- WHAT YOU WILL DO:
Rewrite the material below, replacing "every instance" with "all instances" everywhere it occurs and keeping every other part the same.

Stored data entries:
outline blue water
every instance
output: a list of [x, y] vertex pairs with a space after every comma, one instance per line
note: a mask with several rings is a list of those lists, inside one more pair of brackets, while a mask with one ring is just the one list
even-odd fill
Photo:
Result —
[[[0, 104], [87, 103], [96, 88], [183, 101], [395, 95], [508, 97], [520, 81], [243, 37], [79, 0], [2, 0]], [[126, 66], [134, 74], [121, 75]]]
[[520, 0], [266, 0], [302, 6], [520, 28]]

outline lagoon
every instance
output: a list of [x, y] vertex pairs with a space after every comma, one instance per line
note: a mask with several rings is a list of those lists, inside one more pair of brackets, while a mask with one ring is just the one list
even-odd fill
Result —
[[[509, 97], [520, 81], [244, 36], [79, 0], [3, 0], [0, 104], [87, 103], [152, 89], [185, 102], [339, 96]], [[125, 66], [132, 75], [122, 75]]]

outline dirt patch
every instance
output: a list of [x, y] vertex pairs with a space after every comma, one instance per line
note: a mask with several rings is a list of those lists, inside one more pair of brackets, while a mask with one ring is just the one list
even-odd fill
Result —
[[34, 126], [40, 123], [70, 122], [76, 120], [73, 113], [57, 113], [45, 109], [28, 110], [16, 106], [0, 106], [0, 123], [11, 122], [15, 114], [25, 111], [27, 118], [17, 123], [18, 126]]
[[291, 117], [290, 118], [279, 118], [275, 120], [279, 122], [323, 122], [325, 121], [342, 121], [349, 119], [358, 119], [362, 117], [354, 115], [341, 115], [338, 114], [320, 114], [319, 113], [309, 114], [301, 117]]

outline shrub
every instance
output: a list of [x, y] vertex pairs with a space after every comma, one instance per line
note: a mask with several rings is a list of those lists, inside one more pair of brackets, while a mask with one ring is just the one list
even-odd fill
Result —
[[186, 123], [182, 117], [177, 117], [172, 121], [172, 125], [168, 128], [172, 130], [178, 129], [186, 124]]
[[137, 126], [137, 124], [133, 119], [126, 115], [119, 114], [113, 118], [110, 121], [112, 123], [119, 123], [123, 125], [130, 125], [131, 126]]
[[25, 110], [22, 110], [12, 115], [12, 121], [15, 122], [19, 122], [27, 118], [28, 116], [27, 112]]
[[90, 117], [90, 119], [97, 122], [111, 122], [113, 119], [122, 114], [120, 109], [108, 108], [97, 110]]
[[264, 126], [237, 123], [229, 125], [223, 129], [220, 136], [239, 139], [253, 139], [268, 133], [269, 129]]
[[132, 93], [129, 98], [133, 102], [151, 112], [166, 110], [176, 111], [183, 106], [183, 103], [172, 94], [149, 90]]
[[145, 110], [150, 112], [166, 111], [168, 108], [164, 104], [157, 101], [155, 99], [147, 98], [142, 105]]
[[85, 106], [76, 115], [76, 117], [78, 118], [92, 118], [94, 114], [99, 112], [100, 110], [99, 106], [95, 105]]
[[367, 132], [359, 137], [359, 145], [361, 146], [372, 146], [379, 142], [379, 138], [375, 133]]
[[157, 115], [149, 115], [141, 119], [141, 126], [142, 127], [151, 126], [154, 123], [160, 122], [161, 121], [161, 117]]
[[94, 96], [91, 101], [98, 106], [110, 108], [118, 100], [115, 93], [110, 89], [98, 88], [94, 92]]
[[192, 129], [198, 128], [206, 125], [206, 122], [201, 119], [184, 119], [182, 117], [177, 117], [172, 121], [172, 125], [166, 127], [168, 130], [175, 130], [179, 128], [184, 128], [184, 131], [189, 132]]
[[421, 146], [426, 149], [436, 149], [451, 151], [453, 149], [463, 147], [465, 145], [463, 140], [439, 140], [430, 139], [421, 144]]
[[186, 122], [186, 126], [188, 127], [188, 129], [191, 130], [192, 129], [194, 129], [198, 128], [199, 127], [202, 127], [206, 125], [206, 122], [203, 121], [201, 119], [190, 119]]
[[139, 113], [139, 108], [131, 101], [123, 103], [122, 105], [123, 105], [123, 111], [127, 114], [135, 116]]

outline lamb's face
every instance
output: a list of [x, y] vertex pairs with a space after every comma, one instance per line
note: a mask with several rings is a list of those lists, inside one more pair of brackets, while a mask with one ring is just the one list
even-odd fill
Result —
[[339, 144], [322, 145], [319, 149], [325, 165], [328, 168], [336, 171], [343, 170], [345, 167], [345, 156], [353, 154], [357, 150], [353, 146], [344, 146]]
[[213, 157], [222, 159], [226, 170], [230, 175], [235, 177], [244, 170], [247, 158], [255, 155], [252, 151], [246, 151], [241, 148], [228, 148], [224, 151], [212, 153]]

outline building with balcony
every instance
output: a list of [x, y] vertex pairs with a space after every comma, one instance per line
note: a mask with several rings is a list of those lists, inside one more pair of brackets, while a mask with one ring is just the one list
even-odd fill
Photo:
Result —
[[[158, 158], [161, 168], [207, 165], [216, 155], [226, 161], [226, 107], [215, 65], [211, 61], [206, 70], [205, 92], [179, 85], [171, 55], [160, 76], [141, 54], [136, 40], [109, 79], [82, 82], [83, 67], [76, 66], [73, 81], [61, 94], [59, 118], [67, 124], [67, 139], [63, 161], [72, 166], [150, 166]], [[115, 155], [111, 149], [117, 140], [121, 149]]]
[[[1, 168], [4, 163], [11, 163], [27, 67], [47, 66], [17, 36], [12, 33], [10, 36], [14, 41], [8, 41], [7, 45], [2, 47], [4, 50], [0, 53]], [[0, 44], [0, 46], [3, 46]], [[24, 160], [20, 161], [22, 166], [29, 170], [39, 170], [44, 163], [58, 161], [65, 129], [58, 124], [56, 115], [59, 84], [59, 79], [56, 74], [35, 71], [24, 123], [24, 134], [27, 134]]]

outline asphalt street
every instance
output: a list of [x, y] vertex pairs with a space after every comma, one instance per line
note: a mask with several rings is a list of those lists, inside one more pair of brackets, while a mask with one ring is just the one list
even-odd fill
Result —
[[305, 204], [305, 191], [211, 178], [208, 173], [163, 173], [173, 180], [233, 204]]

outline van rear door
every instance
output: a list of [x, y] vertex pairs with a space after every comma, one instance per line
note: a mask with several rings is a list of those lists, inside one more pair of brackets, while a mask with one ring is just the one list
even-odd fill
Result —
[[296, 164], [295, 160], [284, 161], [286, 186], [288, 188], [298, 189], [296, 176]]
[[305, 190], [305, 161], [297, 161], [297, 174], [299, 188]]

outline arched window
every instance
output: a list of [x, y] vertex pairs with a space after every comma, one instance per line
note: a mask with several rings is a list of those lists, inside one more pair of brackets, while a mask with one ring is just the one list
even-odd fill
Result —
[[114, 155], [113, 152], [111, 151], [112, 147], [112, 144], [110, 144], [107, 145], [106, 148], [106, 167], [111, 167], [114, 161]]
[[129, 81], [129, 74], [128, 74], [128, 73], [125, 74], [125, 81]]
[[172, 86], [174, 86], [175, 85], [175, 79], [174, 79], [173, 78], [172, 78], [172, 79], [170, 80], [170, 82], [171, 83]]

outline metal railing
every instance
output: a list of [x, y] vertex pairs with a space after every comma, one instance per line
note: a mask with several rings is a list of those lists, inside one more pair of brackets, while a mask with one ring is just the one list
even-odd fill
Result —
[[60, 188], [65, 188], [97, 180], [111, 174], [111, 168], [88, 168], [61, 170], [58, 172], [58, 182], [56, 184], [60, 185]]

- SOLUTION:
outline blue water
all instances
output: a list of [x, y] vertex pairs with a space after every comma, one instance per line
note: a mask with several rings is a list of those lists, inside one more pair of brackets, while a mask with one ring is just the one list
even-odd fill
Photo:
Result —
[[[0, 104], [87, 103], [96, 88], [183, 101], [395, 95], [508, 97], [520, 81], [243, 37], [79, 0], [2, 0]], [[126, 66], [134, 74], [121, 75]]]
[[520, 0], [266, 0], [302, 6], [520, 28]]

outline lagoon
all instances
output: a list of [x, y] vertex pairs with a space after every comma, one instance per line
note: a mask with several rings is a list of those lists, inside one more pair of brackets, while a mask with one ring is just the one list
even-odd fill
Result —
[[[509, 97], [520, 81], [244, 36], [79, 0], [3, 0], [0, 104], [87, 103], [152, 89], [185, 102], [339, 96]], [[125, 66], [132, 75], [122, 75]]]

outline dirt patch
all instances
output: a list of [x, y] vertex pairs with a space after every comma, one instance per line
note: a mask with several rings is a list of those lists, inside one more pair of brackets, while a mask with one ring is just the one list
even-odd fill
Result —
[[34, 126], [40, 123], [70, 122], [76, 120], [73, 113], [57, 113], [45, 109], [28, 110], [16, 106], [0, 106], [0, 123], [11, 122], [15, 114], [25, 111], [27, 118], [17, 123], [18, 126]]
[[291, 117], [290, 118], [279, 118], [275, 120], [279, 122], [323, 122], [325, 121], [342, 121], [349, 119], [358, 119], [362, 117], [354, 115], [341, 115], [338, 114], [320, 114], [319, 113], [309, 114], [301, 117]]

outline shrub
all instances
output: a list of [x, y] vertex pairs with a space after every comma, one instance per line
note: a mask with several rings is a list of those lists, inside one more pair of brackets, while a mask with one ring is just the one list
even-odd fill
Result —
[[186, 123], [182, 117], [177, 117], [172, 121], [172, 125], [168, 128], [172, 130], [178, 129], [186, 124]]
[[137, 126], [137, 124], [133, 119], [126, 115], [119, 114], [113, 118], [110, 121], [112, 123], [119, 123], [123, 125], [130, 125], [131, 126]]
[[25, 110], [22, 110], [12, 115], [12, 121], [15, 122], [19, 122], [27, 118], [28, 116], [27, 112]]
[[90, 117], [90, 119], [97, 122], [111, 122], [113, 119], [122, 114], [120, 109], [108, 108], [97, 110]]
[[264, 126], [237, 123], [229, 125], [223, 129], [220, 136], [239, 139], [253, 139], [268, 133], [269, 129]]
[[132, 93], [129, 98], [133, 102], [151, 112], [166, 110], [176, 111], [183, 106], [183, 103], [172, 94], [149, 90]]
[[145, 110], [150, 112], [166, 111], [168, 108], [164, 104], [157, 101], [155, 99], [147, 98], [142, 105]]
[[85, 106], [76, 115], [76, 117], [78, 118], [92, 118], [94, 114], [99, 112], [100, 110], [99, 106], [95, 105]]
[[367, 132], [359, 137], [359, 145], [361, 146], [372, 146], [379, 142], [379, 138], [375, 133]]
[[157, 115], [149, 115], [141, 119], [141, 126], [142, 127], [151, 126], [154, 123], [160, 122], [161, 121], [161, 117]]
[[94, 96], [91, 101], [98, 106], [110, 108], [118, 100], [115, 93], [110, 89], [98, 88], [94, 92]]
[[192, 129], [198, 128], [206, 125], [206, 122], [201, 119], [184, 119], [182, 117], [177, 117], [172, 121], [172, 125], [166, 127], [168, 130], [175, 130], [179, 128], [184, 128], [184, 131], [189, 132]]
[[421, 146], [426, 149], [436, 149], [451, 151], [453, 149], [463, 147], [465, 145], [463, 140], [439, 140], [430, 139], [421, 144]]
[[186, 122], [186, 126], [188, 127], [188, 129], [191, 130], [192, 129], [194, 129], [198, 128], [199, 127], [202, 127], [206, 125], [206, 122], [203, 121], [201, 119], [190, 119]]
[[139, 113], [139, 108], [131, 101], [123, 103], [122, 105], [123, 105], [123, 111], [127, 114], [135, 116]]

outline lamb's face
all instances
output: a list of [x, y] vertex pairs with a space after every comma, one instance per line
note: a mask with several rings is a list of those lists, inside one more pair of brackets, while a mask with one ring is just the one list
even-odd fill
Result —
[[339, 144], [322, 145], [319, 149], [325, 165], [328, 168], [336, 171], [343, 170], [345, 167], [345, 156], [353, 154], [357, 150], [353, 146], [344, 146]]
[[213, 157], [222, 159], [226, 170], [230, 175], [235, 177], [244, 170], [247, 158], [255, 155], [252, 151], [246, 151], [241, 148], [228, 148], [224, 151], [212, 153]]

outline building with balcony
all instances
output: a list of [x, y] vertex pairs with a space after every comma, one instance per line
note: a mask with several rings is a list of those lists, inside one more pair of brackets, while a mask with one ring is just the one list
even-odd fill
Photo:
Result —
[[[158, 158], [161, 168], [207, 165], [216, 155], [226, 161], [226, 107], [215, 65], [211, 61], [206, 70], [205, 92], [179, 85], [171, 55], [160, 76], [141, 54], [136, 40], [109, 79], [82, 82], [83, 67], [76, 66], [73, 81], [61, 94], [59, 118], [67, 124], [67, 139], [63, 161], [72, 166], [150, 166]], [[115, 155], [111, 149], [117, 140], [121, 149]]]
[[[1, 168], [4, 163], [11, 163], [27, 67], [47, 66], [17, 36], [12, 33], [10, 36], [14, 41], [8, 41], [7, 45], [2, 47], [4, 50], [0, 53]], [[0, 44], [0, 46], [3, 46]], [[24, 160], [20, 161], [22, 166], [29, 170], [39, 170], [44, 163], [58, 161], [65, 129], [58, 124], [56, 115], [59, 84], [59, 79], [56, 74], [35, 71], [24, 123], [24, 134], [27, 134]]]

outline asphalt street
all instances
output: a list of [x, y] vertex pairs with a space after every comma, one instance per line
note: a mask with several rings is a list of those lists, inside one more pair of brackets, while a mask with one ring is just the one list
even-odd fill
Result —
[[305, 204], [305, 191], [211, 178], [208, 173], [163, 173], [173, 180], [233, 204]]

outline van rear door
all instances
output: a list of [x, y] vertex pairs with a space after every comma, one instance per line
note: a mask with several rings is a list of those lists, inside one more pair of brackets, while a mask with one ring is just the one list
even-odd fill
Result —
[[296, 164], [295, 160], [284, 161], [286, 186], [288, 188], [298, 189], [296, 176]]
[[305, 190], [305, 161], [297, 161], [297, 174], [299, 188]]

outline arched window
all instances
output: a list of [x, y] vertex pairs with a space after every comma, one instance per line
note: a mask with several rings is a list of those lists, inside one more pair of brackets, while a mask with one ring is just the one list
even-odd fill
Result —
[[114, 155], [113, 152], [111, 151], [112, 147], [112, 144], [110, 144], [107, 145], [106, 148], [106, 167], [111, 167], [114, 161]]
[[129, 81], [129, 74], [128, 74], [128, 73], [125, 74], [125, 81]]
[[172, 86], [174, 86], [175, 85], [175, 79], [174, 79], [173, 78], [172, 78], [172, 79], [170, 80], [170, 82], [171, 83]]

outline metal railing
all instances
output: a list of [x, y] vertex pairs with a space after every comma, one instance per line
note: a mask with several rings is a list of those lists, inside one more pair of brackets, while a mask with one ring is just the one list
even-odd fill
Result —
[[60, 188], [65, 188], [97, 180], [111, 174], [111, 168], [88, 168], [61, 170], [58, 172], [58, 182], [56, 184], [60, 185]]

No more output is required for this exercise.